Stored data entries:
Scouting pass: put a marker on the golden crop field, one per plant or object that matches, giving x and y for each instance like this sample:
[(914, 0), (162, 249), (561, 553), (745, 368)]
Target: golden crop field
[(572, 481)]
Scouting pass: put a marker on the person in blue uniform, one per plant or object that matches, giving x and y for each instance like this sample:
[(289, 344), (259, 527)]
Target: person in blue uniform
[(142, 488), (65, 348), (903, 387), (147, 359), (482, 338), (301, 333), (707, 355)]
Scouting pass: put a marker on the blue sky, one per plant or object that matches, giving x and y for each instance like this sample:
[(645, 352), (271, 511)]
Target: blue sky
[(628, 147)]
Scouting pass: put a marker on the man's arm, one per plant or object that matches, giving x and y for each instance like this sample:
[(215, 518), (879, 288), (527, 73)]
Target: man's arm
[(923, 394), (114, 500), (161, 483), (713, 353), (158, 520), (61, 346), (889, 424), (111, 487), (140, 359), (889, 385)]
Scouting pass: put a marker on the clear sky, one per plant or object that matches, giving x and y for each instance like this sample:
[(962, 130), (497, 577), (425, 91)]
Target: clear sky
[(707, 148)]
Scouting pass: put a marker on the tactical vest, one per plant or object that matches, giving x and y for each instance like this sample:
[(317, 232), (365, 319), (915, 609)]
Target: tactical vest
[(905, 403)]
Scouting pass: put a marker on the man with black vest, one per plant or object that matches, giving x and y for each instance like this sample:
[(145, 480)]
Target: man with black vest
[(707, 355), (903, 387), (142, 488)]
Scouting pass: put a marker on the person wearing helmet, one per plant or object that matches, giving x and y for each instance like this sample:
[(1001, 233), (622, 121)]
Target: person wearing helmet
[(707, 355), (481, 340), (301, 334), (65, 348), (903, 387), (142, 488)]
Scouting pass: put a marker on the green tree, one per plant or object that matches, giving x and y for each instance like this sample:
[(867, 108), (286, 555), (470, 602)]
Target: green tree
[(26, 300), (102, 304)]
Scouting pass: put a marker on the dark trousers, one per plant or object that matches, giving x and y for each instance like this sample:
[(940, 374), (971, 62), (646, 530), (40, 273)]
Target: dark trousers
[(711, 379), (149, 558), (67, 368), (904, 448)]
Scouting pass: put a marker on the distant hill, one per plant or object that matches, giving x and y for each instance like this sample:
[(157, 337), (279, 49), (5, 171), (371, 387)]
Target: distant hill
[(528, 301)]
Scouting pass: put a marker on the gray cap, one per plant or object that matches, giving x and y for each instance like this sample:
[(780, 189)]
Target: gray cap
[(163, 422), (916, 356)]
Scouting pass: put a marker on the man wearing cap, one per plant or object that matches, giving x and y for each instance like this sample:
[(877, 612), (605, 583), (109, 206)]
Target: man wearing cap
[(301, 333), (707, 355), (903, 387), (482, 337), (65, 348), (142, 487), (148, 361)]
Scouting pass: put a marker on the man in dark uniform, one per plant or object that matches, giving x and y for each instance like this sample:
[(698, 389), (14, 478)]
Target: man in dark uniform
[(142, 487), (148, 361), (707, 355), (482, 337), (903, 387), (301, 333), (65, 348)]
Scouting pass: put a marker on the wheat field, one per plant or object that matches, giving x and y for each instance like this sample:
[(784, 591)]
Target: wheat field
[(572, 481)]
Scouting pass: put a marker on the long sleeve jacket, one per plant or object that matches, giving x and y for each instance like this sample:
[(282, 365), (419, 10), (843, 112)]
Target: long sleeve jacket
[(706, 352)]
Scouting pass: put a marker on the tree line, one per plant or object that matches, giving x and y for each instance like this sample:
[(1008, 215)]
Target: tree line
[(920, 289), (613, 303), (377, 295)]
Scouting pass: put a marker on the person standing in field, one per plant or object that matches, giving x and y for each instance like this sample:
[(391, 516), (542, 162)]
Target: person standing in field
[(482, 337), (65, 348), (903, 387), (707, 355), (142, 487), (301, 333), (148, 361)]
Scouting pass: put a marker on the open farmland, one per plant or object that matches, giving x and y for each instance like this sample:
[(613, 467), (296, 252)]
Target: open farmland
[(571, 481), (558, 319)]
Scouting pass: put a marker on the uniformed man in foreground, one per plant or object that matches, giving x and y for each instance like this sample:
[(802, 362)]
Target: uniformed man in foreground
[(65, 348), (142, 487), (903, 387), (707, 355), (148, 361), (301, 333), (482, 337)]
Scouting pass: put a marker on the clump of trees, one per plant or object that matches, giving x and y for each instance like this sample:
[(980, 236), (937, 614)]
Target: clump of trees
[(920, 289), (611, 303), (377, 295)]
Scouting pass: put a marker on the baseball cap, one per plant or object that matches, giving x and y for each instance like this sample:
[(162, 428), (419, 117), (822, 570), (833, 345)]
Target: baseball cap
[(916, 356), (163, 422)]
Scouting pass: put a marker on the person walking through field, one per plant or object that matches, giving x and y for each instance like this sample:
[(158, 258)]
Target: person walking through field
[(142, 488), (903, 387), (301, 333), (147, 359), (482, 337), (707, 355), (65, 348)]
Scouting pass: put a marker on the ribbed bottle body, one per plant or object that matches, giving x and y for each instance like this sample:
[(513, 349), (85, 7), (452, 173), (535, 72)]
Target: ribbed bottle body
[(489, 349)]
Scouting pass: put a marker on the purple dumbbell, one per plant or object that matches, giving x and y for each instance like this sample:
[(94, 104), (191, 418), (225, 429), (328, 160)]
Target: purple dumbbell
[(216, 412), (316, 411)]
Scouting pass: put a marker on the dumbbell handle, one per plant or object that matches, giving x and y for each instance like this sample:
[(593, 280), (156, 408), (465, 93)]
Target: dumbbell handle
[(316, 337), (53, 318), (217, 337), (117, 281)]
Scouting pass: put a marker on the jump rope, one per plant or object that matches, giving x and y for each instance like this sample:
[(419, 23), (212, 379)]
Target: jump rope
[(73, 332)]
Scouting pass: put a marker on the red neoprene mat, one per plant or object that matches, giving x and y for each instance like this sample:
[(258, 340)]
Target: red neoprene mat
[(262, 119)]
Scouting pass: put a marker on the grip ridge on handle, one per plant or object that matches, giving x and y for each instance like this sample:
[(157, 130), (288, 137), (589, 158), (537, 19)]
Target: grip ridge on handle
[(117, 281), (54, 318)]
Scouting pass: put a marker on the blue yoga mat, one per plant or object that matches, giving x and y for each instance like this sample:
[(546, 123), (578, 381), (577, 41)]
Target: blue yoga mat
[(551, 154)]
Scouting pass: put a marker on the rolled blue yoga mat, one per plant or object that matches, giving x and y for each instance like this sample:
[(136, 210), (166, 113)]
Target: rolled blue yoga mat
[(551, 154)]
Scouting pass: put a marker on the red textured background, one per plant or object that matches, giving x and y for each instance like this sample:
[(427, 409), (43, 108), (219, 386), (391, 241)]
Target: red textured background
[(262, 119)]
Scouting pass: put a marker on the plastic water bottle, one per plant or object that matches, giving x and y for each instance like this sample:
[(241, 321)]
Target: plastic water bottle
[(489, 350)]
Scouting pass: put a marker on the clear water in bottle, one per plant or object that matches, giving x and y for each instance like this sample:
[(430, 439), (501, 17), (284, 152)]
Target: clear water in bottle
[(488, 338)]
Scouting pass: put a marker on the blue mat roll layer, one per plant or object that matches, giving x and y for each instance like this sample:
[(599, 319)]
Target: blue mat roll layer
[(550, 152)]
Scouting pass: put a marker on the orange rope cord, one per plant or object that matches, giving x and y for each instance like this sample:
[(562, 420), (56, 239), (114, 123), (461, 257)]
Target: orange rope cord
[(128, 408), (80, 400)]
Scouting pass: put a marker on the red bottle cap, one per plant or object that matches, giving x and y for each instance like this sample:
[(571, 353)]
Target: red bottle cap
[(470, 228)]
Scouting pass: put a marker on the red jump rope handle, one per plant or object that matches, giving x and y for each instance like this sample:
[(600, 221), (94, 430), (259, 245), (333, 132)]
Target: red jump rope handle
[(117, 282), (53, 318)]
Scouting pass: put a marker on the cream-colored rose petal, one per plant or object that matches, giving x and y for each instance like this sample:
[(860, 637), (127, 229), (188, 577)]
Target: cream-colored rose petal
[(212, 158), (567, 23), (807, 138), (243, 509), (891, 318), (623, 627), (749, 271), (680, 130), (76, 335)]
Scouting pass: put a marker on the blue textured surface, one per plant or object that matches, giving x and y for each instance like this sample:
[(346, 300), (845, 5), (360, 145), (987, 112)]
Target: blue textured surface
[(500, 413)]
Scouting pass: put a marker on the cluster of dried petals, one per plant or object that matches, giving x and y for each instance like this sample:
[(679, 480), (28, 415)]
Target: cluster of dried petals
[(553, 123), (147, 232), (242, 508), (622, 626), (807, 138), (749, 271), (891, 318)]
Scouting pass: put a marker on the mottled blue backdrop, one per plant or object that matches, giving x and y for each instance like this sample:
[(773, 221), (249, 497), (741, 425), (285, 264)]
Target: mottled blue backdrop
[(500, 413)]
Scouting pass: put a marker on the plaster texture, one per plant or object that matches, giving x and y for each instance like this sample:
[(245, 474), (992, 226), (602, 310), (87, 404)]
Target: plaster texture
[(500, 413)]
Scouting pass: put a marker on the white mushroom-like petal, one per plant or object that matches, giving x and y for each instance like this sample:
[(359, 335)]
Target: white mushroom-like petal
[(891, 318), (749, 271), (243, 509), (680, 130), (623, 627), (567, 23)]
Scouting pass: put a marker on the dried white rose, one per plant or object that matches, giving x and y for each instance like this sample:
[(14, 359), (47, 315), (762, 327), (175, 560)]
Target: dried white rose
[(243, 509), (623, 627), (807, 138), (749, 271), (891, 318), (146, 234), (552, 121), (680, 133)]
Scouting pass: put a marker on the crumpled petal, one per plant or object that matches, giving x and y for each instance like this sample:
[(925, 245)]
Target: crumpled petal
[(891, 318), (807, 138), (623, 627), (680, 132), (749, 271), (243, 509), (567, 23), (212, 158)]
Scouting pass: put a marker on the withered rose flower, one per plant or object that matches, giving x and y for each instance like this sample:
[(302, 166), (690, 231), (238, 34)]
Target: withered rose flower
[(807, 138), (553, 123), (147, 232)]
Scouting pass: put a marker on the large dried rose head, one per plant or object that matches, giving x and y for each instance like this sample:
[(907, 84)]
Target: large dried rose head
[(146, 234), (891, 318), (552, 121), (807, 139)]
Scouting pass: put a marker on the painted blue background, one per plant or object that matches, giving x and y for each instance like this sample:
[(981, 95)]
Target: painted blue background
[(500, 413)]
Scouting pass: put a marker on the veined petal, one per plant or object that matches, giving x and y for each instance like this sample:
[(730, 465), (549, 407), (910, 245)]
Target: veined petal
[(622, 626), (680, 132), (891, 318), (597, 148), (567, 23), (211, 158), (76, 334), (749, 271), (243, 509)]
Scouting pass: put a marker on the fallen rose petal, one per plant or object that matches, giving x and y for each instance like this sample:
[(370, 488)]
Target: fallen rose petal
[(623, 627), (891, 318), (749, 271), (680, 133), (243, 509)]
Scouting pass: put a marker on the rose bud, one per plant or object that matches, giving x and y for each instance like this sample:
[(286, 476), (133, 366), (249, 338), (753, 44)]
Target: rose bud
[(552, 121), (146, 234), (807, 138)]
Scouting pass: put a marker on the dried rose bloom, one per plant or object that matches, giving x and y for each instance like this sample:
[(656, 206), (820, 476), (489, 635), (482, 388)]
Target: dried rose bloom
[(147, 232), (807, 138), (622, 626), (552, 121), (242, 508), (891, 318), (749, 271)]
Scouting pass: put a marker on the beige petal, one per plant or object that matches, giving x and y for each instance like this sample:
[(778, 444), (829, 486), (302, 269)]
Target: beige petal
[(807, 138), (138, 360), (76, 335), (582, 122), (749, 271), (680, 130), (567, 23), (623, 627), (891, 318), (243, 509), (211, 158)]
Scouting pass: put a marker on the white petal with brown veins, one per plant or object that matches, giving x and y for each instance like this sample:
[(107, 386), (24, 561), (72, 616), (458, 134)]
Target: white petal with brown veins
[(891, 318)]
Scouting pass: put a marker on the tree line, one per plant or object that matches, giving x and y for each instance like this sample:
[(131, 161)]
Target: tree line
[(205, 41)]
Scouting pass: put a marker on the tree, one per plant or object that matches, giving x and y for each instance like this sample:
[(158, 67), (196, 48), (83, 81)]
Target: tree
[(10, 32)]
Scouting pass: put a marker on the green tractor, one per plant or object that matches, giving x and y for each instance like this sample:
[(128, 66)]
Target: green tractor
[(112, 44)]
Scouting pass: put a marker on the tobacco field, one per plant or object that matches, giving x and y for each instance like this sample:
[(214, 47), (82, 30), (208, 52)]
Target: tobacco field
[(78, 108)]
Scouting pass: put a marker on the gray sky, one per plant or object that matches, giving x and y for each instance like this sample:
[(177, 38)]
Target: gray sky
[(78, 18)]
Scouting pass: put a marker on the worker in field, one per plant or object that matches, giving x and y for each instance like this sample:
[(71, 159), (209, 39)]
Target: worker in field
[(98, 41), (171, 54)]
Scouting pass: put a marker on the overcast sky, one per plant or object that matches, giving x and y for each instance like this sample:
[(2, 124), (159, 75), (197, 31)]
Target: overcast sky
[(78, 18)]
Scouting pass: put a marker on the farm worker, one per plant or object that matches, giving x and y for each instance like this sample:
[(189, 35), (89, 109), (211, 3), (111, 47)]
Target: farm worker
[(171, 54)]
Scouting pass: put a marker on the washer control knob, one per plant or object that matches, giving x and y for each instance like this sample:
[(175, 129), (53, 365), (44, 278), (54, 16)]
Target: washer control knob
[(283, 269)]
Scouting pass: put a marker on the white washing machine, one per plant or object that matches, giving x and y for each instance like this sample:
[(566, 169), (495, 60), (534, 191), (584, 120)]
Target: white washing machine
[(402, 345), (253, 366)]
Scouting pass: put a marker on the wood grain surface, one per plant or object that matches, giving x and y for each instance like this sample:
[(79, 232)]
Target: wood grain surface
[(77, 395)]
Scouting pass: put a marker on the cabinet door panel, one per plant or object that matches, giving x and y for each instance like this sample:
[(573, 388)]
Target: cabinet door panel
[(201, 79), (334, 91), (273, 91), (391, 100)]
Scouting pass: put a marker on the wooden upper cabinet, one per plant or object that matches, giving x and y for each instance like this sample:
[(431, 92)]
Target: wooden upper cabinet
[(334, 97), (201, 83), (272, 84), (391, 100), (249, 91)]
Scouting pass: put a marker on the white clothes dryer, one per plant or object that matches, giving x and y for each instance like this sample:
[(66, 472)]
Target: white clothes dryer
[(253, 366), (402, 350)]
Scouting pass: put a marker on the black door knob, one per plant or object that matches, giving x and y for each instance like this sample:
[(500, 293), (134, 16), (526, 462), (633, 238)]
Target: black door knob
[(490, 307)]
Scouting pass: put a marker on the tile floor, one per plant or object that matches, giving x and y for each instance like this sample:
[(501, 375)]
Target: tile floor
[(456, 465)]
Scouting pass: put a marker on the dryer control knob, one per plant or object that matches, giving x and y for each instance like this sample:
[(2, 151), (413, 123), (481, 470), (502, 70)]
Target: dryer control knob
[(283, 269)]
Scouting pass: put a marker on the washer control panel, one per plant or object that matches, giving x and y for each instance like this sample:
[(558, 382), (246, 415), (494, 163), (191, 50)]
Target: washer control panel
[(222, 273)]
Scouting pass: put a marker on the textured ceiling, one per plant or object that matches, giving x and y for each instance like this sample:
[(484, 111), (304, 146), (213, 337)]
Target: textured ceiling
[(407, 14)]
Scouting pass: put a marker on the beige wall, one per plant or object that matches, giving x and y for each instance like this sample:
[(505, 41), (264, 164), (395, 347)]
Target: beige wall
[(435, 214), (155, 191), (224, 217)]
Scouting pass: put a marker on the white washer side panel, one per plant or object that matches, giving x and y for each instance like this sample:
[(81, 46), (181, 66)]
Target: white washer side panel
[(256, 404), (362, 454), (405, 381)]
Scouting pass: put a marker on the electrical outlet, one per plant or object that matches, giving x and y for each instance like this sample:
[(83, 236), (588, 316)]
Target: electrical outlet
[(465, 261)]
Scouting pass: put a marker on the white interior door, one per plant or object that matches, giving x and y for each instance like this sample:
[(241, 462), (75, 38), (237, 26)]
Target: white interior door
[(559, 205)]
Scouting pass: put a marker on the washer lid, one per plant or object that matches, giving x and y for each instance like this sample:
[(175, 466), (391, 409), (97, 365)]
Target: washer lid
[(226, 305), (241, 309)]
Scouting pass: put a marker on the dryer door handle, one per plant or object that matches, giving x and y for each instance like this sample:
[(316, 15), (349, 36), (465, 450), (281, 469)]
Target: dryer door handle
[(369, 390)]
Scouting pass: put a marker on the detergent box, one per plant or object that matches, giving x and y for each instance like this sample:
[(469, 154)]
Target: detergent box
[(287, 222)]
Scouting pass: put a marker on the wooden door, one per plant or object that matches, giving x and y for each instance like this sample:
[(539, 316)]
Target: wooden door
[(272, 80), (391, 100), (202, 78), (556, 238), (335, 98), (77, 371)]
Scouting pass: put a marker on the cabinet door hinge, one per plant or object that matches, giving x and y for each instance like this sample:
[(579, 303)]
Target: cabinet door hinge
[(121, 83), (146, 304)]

- Request -
Recast the entries as a Markdown table with the columns Row and Line, from the first line through the line holding "[(707, 148)]", inclusive. Put one line per row with its number in Row, and leave out blank lines.

- Worked solution -
| Row | Line |
|---|---|
| 1 | Scouting pass: put a marker on the golden crop field, one per plant or object that matches, giving x and y for each instance like this sample: |
| 2 | [(914, 0), (162, 249), (561, 553), (745, 368)] |
| 3 | Target: golden crop field |
| 4 | [(572, 481)] |
| 5 | Scouting pass: put a marker on the person in blue uniform, one per plant or object that matches, giving x and y for each instance like this sample: |
| 6 | [(289, 344), (259, 527)] |
| 7 | Target: person in blue uniform |
| 8 | [(142, 488), (65, 348), (903, 387), (147, 359), (482, 338), (301, 333), (707, 355)] |
| 9 | Scouting pass: put a marker on the blue sky, one per plant or object that matches, giving x and y for each instance like this sample: |
| 10 | [(645, 352), (271, 511)] |
| 11 | Target: blue sky |
| 12 | [(628, 147)] |
| 13 | Scouting pass: put a marker on the man's arm, one per plant or object that matches, giving x and y for each instance like this sample: |
| 14 | [(215, 518), (879, 288), (527, 73)] |
| 15 | Target: man's arm |
| 16 | [(923, 394), (114, 500), (161, 483), (713, 353), (158, 520), (61, 346), (889, 424), (111, 487), (140, 359), (889, 385)] |
| 17 | Scouting pass: put a marker on the clear sky, one per plant or object that matches, giving x and y for each instance like this sample: |
| 18 | [(962, 130), (497, 577), (425, 91)] |
| 19 | Target: clear sky |
| 20 | [(707, 148)] |